─── 原文节选

这个核函数的目的是在 GPU 上并行处理点云数据，进行渲染操作，并将渲染结果存储在相应的缓冲区中。

代码中还有反向渲染的实现~但这里就不仔细去看了，因为3DGS用的是前向的

至此整个3DGS的代码的大概应该已经梳理完毕，具体的一些细节，比如优化的参数有那些？模型的参数有哪些？优化器的参数有哪些？可见arguments/__init__.py

验证的代码

看看training_report的代码

def training_report(tb_writer, iteration, Ll1, loss, l1_loss, elapsed, testing_iterations, scene : Scene, renderFunc, renderArgs):
    if tb_writer: #将 L1 loss、总体 loss 和迭代时间写入 TensorBoard。
        tb_writer.add_scalar('train_loss_patches/l1_loss', Ll1.item(), iteration)
        tb_writer.add_scalar('train_loss_patches/total_loss', loss.item(), iteration)
        tb_writer.add_scalar('iter_time', elapsed, iteration)

    # 在指定的测试迭代次数，进行渲染并计算 L1 loss 和 PSNR。
    # Report test and samples of training set
    if iteration in testing_iterations:
        torch.cuda.empty_cache()
        validation_configs = ({'name': 'test', 'cameras' : scene.getTestCameras()}, 
                              {'name': 'train', 'cameras' : [scene.getTrainCameras()[idx % len(scene.getTrainCameras())] for idx in range(5, 30, 5)]})

        for config in validation_configs:
            if config['cameras'] and len(config['cameras']) > 0:
                l1_test = 0.0
                psnr_test = 0.0
                for idx, viewpoint in enumerate(config['cameras']):
                    # 获取渲染结果和真实图像
                    image = torch.clamp(renderFunc(viewpoint, scene.gaussians, *renderArgs)["render"], 0.0, 1.0)
                    gt_image = torch.clamp(viewpoint.original_image.to("cuda"), 0.0, 1.0)
                    if tb_writer and (idx < 5):  # 在 TensorBoard 中记录渲染结果和真实图像
                        tb_writer.add_images(config['name'] + "_view_{}/render".format(viewpoint.image_name), image[None], global_step=iteration)
                        if iteration == testing_iterations[0]:
                            tb_writer.add_images(config['name'] + "_view_{}/ground_truth".format(viewpoint.image_name), gt_image[None], global_step=iteration)
                     # 计算 L1 loss 和 PSNR
                    l1_test += l1_loss(image, gt_image).mean().double()
                    psnr_test += psnr(image, gt_image).mean().double()
                 # 计算平均 L1 loss 和 PSNR
                psnr_test /= len(config['cameras'])
                l1_test /= len(config['cameras'])  
                # 在控制台打印评估结果        
                print("\n[ITER {}] Evaluating {}: L1 {} PSNR {}".format(iteration, config['name'], l1_test, psnr_test))

──────
─── 所给数据

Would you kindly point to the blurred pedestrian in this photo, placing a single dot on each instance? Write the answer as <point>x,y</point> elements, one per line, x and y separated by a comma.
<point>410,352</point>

──────

任务要求:
- 1) 请改写3DGS代码解读中从“if tb_writer and”一直到“psnr_test += psnr(image, gt_image).mean().double()”的这一段，把其中的“gt_image”全部换成“target_image”。
- 2) 按3DGS代码解读的说法，优化参数、模型参数和优化器参数等细节可以在哪个文件里查到？
- 3) 请从3DGS代码解读的最后一句之后接着续写。
上面的数据在这里用不上。

各题答案:
- 1)
if tb_writer and (idx < 5):  # 在 TensorBoard 中记录渲染结果和真实图像
                        tb_writer.add_images(config['name'] + "_view_{}/render".format(viewpoint.image_name), image[None], global_step=iteration)
                        if iteration == testing_iterations[0]:
                            tb_writer.add_images(config['name'] + "_view_{}/ground_truth".format(viewpoint.image_name), target_image[None], global_step=iteration)
                     # 计算 L1 loss 和 PSNR
                    l1_test += l1_loss(image, target_image).mean().double()
                    psnr_test += psnr(image, target_image).mean().double()

- 2) arguments/__init__.py

- 3)
                # 在 TensorBoard 中记录评估结果
                if tb_writer:
                    tb_writer.add_scalar(config['name'] + '/loss_viewpoint - l1_loss', l1_test, iteration)
                    tb_writer.add_scalar(config['name'] + '/loss_viewpoint - psnr', psnr_test, iteration)

        # 在 TensorBoard 中记录场景的不透明度直方图和总点数。
        if tb_writer:
            tb_writer.add_histogram("scene/opacity_histogram", scene.gaussians.get_opacity, iteration)
            tb_writer.add_scalar('total_points', scene.gaussians.get_xyz.shape[0], iteration)
        torch.cuda.empty_cache()#使用 torch.cuda.empty_cache() 清理 GPU 内存。

接下来看看render.py，首先看main函数，大部分跟train.py差不多，关键是看看render_sets函数了

def render_sets(dataset : ModelParams, iteration : int, pipeline : PipelineParams, skip_train : bool, skip_test : bool):
    with torch.no_grad(): # 禁用梯度计算，因为在渲染过程中不需要梯度信息
        gaussians = GaussianModel(dataset.sh_degree) # 创建一个 GaussianModel 对象，用于处理高斯模型
        scene = Scene(dataset, gaussians, load_iteration=iteration, shuffle=False)  # 创建一个 Scene 对象，用于处理场景的渲染

        bg_color = [1,1,1] if dataset.white_background else [0, 0, 0] # 根据数据集的背景设置，定义背景颜色
        background = torch.tensor(bg_color, dtype=torch.float32, device="cuda") # 将背景颜色转换为 PyTorch 张量，同时将其移到 GPU 上

        if not skip_train:  # 如果不跳过训练数据集的渲染
             render_set(dataset.model_path, "train", scene.loaded_iter, scene.getTrainCameras(), gaussians, pipeline, background) # 调用 render_set 函数渲染训练数据集

        if not skip_test:  # 如果不跳过测试数据集的渲染
             render_set(dataset.model_path, "test", scene.loaded_iter, scene.getTestCameras(), gaussians, pipeline, background) # 调用 render_set 函数渲染测试数据集

而对于render_set，其核心的渲染函数render（）在上面解析过了~

def render_set(model_path, name, iteration, views, gaussians, pipeline, background):
    # 构建渲染结果和ground truth保存路径
    render_path = os.path.join(model_path, name, "ours_{}".format(iteration), "renders")
    gts_path = os.path.join(model_path, name, "ours_{}".format(iteration), "gt")

    # 确保渲染结果和ground truth保存路径存在
    makedirs(render_path, exist_ok=True)
    makedirs(gts_path, exist_ok=True)

    # 遍历所有视图进行渲染
    for idx, view in enumerate(tqdm(views, desc="Rendering progress")):

        # 调用 render 函数执行渲染，获取渲染结果
        rendering = render(view, gaussians, pipeline, background)["render"] #这里执行的就是上面解析过的render的代码了~

        # 获取视图的ground truth
        gt = view.original_image[0:3, :, :]

        # 保存渲染结果和ground truth为图像文件
        torchvision.utils.save_image(rendering, os.path.join(render_path, '{0:05d}'.format(idx) + ".png"))
        torchvision.utils.save_image(gt, os.path.join(gts_path, '{0:05d}'.format(idx) + ".png"))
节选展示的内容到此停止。